Ecuador might be poor, but it has proved it can support a first-tier mall.

Plaza San Marino, an upscale shopping center in Guayaquil, a major city in the western part of the country, is closing in on its one-year anniversary, and its developers say they have reason to celebrate.

The 485,000-square-foot center attracts about 800,000 visitors a month and posts up to $300 in sales per square foot — not bad in a country where 70 percent of the population lives below the poverty level and per capita gross domestic product is $3,200, according to the CIA World Factbook.

“[The sales per square foot] is an enormous number when you look at the incomes of the people who live in Guayaquil,” said John Clark, president emeritus of Development Design Group, the Baltimore-based architecture firm that designed the project.

Plaza San Marino’s mix of local and international tenants includes Hugo Boss, Polo Ralph Lauren, Skechers, Tommy Hilfiger and Tower Records. The Ecuador-based retailers include department stores Etafashion and Deprati Hogar.
::::::::
Written task a: Rescale the rows starting at the line that contains "of the overcast" and ending at the end of the rows, and give only those lines again, requests included. Multiply every coordinate in the answers by 0.25 and round to whole numbers, with halves rounding up. Leave the requests and their format samples unchanged.
::::::::
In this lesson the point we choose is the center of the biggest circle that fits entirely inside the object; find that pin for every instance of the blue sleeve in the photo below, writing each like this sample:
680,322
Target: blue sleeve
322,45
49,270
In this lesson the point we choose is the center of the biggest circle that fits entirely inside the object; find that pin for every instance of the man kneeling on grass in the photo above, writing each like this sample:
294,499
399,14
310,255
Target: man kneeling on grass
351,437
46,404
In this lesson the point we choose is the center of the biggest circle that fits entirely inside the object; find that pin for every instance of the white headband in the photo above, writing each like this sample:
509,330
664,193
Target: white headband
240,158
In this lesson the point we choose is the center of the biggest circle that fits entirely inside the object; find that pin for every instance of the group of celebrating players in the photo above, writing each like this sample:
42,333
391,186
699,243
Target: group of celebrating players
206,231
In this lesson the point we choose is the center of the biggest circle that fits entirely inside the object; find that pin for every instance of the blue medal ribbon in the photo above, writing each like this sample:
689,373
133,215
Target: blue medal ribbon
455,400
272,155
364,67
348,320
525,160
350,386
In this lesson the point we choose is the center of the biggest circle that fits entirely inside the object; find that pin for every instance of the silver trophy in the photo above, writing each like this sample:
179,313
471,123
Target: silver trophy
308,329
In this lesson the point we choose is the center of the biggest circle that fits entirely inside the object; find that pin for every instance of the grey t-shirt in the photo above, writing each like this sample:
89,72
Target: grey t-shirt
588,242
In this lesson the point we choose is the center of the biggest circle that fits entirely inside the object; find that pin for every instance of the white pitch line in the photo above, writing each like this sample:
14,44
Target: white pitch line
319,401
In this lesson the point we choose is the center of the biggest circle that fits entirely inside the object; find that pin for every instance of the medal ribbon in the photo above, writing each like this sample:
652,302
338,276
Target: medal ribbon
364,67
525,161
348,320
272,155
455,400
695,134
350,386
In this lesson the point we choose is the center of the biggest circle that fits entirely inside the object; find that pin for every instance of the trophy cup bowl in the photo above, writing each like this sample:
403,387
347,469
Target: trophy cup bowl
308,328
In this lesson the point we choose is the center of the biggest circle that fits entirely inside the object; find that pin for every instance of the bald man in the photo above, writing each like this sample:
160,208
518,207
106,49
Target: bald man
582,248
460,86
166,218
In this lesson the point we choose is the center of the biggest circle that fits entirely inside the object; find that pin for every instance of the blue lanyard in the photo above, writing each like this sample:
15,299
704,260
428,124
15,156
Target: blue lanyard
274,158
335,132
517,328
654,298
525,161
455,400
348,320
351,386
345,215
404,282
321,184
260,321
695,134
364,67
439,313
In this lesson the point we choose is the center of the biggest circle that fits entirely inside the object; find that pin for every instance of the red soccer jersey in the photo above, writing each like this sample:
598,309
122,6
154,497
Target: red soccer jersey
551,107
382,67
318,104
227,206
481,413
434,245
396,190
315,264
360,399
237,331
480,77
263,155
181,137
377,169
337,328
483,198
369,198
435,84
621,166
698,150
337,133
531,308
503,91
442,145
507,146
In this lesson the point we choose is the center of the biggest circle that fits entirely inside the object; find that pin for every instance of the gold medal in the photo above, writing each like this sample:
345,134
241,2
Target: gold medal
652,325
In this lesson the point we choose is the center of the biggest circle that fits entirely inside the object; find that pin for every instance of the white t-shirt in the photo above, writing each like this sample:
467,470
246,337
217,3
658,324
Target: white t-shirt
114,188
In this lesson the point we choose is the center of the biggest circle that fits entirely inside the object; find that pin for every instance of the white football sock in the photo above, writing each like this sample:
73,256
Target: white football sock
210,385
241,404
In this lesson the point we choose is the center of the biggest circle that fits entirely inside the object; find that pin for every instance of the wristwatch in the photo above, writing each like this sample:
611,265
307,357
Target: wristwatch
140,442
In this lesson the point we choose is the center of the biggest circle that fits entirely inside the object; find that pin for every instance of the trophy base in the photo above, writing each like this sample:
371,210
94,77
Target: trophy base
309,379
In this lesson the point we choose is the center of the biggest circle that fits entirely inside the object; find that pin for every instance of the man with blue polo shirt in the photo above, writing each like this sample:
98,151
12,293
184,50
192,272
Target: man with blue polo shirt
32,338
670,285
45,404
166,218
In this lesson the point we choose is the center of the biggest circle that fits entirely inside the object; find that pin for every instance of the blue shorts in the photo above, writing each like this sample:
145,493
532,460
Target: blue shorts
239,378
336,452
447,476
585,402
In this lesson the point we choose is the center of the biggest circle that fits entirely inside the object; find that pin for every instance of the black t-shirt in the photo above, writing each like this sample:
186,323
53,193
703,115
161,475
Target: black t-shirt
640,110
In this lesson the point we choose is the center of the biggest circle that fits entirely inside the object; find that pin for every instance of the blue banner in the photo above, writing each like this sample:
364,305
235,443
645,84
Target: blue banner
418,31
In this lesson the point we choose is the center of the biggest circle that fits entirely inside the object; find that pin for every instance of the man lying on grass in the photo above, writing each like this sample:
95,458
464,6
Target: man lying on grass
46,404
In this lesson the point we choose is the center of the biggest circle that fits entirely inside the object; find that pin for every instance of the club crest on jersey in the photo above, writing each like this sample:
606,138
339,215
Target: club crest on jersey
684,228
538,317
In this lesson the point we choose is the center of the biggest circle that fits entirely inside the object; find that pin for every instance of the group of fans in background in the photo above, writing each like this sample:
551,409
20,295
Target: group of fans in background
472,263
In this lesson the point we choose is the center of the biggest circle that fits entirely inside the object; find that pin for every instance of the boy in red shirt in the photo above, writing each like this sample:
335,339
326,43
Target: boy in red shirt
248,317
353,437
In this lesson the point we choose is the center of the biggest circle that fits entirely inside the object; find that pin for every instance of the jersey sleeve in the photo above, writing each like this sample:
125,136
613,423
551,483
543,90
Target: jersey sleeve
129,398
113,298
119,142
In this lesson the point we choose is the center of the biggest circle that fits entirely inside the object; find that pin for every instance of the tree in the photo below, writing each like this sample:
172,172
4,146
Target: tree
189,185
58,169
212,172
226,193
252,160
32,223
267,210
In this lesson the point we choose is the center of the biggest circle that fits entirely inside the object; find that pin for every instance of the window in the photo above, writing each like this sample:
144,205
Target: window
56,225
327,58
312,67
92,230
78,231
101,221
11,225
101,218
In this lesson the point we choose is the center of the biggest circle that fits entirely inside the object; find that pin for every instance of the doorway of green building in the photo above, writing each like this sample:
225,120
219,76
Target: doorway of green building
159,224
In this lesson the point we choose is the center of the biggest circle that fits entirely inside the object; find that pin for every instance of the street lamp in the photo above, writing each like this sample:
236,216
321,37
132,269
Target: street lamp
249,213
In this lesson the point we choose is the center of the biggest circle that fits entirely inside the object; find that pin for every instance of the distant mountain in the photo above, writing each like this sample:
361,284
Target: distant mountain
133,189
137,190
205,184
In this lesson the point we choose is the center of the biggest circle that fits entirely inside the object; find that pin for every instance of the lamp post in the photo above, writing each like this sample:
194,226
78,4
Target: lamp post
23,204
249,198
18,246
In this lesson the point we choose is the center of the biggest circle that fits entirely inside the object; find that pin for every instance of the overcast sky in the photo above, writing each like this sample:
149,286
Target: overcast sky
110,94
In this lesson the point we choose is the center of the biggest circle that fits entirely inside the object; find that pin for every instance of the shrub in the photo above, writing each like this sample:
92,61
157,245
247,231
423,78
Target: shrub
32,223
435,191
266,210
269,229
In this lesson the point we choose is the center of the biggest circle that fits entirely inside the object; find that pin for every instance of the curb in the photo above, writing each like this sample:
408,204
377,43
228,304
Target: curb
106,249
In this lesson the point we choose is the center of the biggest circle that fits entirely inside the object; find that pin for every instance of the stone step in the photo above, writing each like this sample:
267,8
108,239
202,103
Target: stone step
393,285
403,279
::::::::
Written task b: According to the text about Plaza San Marino, how many visitors does the shopping center attract each month?

Worked solution a:
In this lesson the point we choose is the center of the biggest circle that fits entirely inside the object; find that pin for every instance of the overcast sky in the photo above, writing each like this sample:
149,286
Target: overcast sky
28,24
In this lesson the point we choose is the center of the biggest circle that fits entirely inside the object; find that pin for every instance of the shrub in the photo above, writing each like this sample:
92,61
157,245
247,231
423,78
Target: shrub
8,56
109,48
67,53
67,57
In this lesson the point we choose is the center of the biggest circle that fits entirely inside the object; find that pin for every instance of the curb in the photo above, writing each like this sample:
408,204
377,43
228,304
Target: curb
27,62
In this lesson the point we choose is the center of the biggest circle that fits entirely inside the object; find that pin for every instance of the stone step in the photo above, writing each like this sample:
267,8
108,239
202,103
Target: stone step
98,71
101,70

Worked solution b: About 800,000 visitors a month.